[Natural-language object grounding data]

*** Block opens ***

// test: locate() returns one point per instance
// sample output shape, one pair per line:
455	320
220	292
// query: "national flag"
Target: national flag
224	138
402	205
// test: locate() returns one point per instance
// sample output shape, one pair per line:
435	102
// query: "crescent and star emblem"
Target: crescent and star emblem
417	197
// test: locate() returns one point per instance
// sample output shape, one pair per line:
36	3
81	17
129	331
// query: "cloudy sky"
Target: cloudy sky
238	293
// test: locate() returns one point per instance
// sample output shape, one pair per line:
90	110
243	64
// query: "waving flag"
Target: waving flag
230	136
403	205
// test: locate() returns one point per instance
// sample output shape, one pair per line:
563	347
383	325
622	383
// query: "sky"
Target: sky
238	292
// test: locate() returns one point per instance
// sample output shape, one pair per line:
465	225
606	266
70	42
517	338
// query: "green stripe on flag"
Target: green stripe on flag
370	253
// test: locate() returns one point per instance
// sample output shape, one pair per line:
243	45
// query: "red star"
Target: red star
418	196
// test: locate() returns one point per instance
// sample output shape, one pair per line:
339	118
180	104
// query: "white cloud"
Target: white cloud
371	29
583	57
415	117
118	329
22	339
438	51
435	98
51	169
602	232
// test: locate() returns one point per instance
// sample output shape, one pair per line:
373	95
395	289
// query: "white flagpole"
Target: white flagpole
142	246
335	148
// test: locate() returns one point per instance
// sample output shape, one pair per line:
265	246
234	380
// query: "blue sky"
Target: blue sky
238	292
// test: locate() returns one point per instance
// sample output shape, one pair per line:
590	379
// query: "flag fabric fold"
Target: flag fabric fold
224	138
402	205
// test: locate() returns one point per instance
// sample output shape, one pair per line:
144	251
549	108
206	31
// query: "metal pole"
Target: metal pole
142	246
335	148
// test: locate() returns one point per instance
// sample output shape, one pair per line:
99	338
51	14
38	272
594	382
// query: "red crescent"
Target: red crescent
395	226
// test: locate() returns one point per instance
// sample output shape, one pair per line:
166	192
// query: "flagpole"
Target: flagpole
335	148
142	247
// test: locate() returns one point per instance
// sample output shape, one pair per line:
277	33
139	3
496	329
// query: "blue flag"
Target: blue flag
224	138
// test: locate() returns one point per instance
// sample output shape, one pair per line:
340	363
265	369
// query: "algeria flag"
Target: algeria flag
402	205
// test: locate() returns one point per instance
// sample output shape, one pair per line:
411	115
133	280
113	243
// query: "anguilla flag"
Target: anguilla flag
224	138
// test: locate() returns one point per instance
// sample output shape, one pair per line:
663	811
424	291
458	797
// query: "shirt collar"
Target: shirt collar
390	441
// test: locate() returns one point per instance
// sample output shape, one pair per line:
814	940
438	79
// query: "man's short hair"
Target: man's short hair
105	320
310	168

*** Block closes ***

Transcribe all the data word for word, as it appears above.

// test: locate() returns one point per instance
// sample output shape, one pair per line:
455	320
220	292
// query: "national flag"
Target: national flag
224	138
402	205
// test: locate() returns one point per instance
// sample output shape, one pair per line:
435	102
// query: "crescent and star emblem"
Target: crescent and star emblem
417	197
// test: locate() returns one point per instance
// sample output shape, one pair per line:
36	3
81	17
129	331
// query: "cloudy sky"
Target: cloudy sky
238	293
// test: locate() returns one point per instance
// sample output shape, one pair per line:
90	110
243	64
// query: "waving flag"
Target: waving flag
230	136
403	205
// test: locate() returns one point per instance
// sample output shape, one pair per line:
563	347
383	325
622	383
// query: "sky"
Target: sky
238	292
// test: locate() returns one point per instance
// sample output shape, one pair per line:
465	225
606	266
70	42
517	338
// query: "green stripe on flag"
Target: green stripe on flag
370	253
// test: locate() returns one point per instance
// sample output shape, one pair per line:
243	45
// query: "red star"
Target: red star
418	196
// test: locate() returns one point per instance
// sample output shape, one pair per line:
339	118
180	104
// query: "white cloud"
Target: white cloud
371	29
583	57
415	117
118	329
22	339
438	51
435	98
51	169
602	232
// test: locate() returns one point per instance
// sample output shape, one pair per line:
373	95
395	289
// query: "white flagpole"
Target: white flagpole
142	246
335	148
// test: locate() returns one point per instance
// sample output shape, one pair per line:
265	246
234	380
// query: "blue sky"
Target: blue sky
238	292
// test: locate() returns one point per instance
// sample output shape, one pair per line:
590	379
// query: "flag fabric fold"
Target: flag fabric fold
224	138
402	205
// test: locate() returns one point per instance
// sample output shape, one pair per line:
144	251
549	108
206	31
// query: "metal pole"
Target: metal pole
142	246
335	148
// test: locate() returns one point per instance
// sample output shape, one pair per line:
99	338
51	14
38	272
594	382
// query: "red crescent"
Target: red crescent
395	226
// test: locate() returns one point per instance
// sample output shape, one pair per line:
166	192
// query: "flagpole"
Target: flagpole
335	148
142	247
// test: locate() returns one point per instance
// sample output shape, one pair per line:
277	33
139	3
496	329
// query: "blue flag"
Target: blue flag
224	138
// test: locate() returns one point per instance
// sample output shape, one pair per line:
340	363
265	369
// query: "algeria flag"
Target: algeria flag
402	205
// test: locate() returns one point per instance
// sample output shape, one pair per line:
411	115
133	280
113	243
// query: "anguilla flag"
Target: anguilla flag
224	138
// test: locate() returns one point per instance
// sample output shape, one pair per line:
663	811
424	291
458	797
// query: "shirt collar"
Target: shirt collar
390	441
// test: locate() returns one point per instance
// sample output shape, one pair per line:
814	940
438	79
// query: "man's short hair"
Target: man's short hair
105	320
310	168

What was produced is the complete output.